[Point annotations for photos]
=====
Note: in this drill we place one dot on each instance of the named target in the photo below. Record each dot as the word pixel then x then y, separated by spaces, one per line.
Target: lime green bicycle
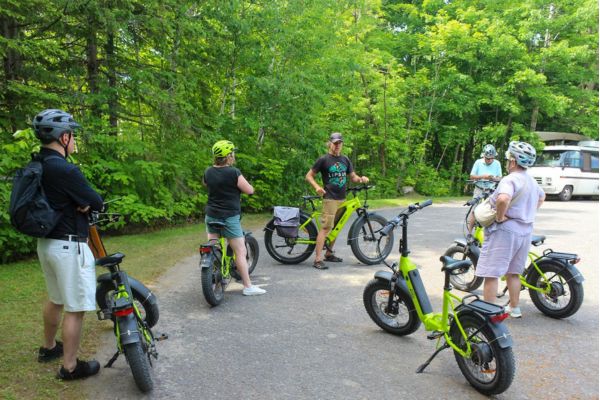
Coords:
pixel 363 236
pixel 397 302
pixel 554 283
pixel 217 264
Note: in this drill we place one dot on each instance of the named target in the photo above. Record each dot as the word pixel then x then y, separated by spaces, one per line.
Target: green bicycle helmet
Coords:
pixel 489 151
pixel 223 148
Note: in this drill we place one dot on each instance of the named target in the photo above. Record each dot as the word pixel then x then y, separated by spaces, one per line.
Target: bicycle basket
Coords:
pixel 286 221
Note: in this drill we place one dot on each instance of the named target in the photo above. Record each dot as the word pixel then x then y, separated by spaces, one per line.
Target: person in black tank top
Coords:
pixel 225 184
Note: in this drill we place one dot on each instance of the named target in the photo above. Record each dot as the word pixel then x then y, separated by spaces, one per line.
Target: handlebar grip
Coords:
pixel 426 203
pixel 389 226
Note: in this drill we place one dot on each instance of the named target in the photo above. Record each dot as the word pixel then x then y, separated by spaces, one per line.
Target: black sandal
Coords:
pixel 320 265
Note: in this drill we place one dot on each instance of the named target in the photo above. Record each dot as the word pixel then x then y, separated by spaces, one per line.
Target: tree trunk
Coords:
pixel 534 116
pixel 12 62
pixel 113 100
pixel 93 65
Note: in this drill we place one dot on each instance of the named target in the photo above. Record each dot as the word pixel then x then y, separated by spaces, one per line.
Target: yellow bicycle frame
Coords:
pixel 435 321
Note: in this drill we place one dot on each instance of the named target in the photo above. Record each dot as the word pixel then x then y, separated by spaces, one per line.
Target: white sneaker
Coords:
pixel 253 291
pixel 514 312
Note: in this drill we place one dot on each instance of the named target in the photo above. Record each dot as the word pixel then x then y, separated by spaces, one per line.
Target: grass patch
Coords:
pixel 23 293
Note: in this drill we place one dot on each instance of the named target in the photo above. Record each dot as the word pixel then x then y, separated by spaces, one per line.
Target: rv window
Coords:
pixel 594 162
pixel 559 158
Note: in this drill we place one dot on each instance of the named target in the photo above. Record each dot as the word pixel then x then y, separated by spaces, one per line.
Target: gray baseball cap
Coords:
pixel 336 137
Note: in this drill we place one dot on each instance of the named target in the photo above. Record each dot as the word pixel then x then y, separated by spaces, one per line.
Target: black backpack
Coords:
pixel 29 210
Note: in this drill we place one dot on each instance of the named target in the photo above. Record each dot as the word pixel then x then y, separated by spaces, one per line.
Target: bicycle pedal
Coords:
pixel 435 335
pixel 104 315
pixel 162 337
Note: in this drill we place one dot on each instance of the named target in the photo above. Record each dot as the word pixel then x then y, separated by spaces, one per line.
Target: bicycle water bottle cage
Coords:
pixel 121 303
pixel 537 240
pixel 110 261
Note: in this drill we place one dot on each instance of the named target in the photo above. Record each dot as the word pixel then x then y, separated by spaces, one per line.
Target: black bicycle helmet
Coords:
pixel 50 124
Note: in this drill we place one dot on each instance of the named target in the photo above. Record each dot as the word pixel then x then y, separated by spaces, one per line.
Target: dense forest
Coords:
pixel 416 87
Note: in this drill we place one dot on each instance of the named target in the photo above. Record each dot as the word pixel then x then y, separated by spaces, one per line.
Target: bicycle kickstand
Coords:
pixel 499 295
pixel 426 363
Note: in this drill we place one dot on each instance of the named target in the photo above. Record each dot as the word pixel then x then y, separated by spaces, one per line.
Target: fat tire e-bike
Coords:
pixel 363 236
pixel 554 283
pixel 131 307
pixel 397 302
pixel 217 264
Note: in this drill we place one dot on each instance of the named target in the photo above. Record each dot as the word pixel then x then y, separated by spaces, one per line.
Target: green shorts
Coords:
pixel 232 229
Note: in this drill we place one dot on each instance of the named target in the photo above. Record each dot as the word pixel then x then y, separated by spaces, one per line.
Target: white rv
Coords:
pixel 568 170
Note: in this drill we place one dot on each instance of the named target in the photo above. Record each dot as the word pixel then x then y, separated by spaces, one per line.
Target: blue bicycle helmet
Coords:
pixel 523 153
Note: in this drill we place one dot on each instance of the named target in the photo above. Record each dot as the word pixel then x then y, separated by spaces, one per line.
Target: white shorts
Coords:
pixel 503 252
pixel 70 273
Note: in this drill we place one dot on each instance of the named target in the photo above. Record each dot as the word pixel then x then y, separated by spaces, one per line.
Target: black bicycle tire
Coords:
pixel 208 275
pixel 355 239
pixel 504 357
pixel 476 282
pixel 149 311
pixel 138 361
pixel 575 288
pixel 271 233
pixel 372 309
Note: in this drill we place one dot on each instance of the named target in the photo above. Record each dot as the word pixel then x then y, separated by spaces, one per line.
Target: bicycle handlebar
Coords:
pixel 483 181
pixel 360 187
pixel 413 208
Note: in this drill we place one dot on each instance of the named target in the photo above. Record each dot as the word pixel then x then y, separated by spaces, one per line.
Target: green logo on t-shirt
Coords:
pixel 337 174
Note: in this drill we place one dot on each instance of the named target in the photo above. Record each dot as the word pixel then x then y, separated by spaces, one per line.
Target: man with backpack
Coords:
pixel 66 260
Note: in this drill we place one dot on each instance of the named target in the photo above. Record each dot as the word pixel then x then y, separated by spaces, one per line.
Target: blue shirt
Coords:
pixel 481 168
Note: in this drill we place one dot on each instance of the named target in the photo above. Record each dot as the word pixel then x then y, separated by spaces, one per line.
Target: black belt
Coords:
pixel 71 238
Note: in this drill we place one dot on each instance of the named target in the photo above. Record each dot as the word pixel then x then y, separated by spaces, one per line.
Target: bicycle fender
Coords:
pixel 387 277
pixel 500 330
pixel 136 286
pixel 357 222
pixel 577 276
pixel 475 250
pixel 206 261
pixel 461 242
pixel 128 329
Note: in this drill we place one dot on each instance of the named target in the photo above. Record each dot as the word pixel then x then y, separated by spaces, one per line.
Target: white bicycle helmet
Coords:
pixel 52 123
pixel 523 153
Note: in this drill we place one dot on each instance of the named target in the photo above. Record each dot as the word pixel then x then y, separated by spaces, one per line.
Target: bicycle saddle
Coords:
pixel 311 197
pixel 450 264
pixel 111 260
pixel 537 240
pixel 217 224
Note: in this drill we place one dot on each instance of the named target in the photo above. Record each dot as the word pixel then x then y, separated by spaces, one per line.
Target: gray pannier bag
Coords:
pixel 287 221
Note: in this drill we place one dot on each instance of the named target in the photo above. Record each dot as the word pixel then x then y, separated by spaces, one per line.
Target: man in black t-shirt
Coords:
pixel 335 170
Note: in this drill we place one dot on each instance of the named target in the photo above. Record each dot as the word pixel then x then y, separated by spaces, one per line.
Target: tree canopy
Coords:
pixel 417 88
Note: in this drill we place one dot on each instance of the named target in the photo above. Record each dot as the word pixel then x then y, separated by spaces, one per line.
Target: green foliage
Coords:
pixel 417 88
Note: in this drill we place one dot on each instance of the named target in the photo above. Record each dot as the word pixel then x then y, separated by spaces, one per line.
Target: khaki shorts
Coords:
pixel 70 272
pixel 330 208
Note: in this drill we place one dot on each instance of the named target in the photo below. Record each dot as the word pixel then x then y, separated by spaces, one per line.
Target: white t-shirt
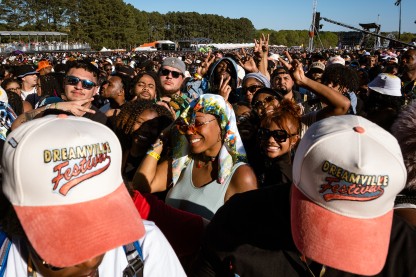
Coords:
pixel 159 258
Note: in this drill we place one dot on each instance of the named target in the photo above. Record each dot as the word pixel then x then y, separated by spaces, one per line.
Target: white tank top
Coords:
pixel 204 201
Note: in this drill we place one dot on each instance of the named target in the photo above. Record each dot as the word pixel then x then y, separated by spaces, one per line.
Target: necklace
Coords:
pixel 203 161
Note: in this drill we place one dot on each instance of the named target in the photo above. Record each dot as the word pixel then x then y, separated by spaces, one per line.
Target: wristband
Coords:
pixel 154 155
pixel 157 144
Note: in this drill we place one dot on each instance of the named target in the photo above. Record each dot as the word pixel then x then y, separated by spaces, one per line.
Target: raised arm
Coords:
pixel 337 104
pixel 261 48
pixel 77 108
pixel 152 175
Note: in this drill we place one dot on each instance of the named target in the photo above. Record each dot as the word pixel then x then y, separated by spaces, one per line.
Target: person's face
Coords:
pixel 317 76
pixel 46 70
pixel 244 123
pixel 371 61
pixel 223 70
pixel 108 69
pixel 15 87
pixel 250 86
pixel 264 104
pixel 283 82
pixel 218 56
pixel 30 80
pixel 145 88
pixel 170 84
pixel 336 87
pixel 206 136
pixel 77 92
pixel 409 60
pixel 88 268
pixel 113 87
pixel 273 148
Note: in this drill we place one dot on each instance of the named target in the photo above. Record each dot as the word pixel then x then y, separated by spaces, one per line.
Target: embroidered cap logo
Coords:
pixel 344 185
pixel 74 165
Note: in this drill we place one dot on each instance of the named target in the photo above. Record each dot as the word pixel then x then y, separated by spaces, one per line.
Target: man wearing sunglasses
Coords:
=====
| WORK TO BE COMPLETED |
Rewrite the listing as a numbered list, starting with its first line and going on through the line with "pixel 225 184". Skip blank lines and leave the pictures out.

| THE RESULT |
1. Note: in this drill we place one dot on each instance of the named target in the photo below. Record each dot as the word pixel then x then y, separated by spaces, one per line.
2. Target: lime green bicycle
3. Coords:
4. pixel 363 236
5. pixel 397 302
6. pixel 554 283
7. pixel 217 264
8. Note: in this drill we place one dot on each instance of the named target in the photo above. Record each dot as the word pixel then x then y, separated by spaces, one per line.
9. Target: green bicycle helmet
10. Coords:
11. pixel 489 151
12. pixel 223 148
13. Note: in this drill we place one dot on each instance of the named target in the photo above. Record each dot as the word pixel then x then y, separated by spaces, one per line.
14. Target: bicycle basket
15. Coords:
16. pixel 286 221
17. Note: in this drill we place one dot on each instance of the named target in the photo above. Record each dot as the word pixel then x then y, separated by spaces, one per line.
18. Target: person in black tank top
19. Coords:
20. pixel 225 184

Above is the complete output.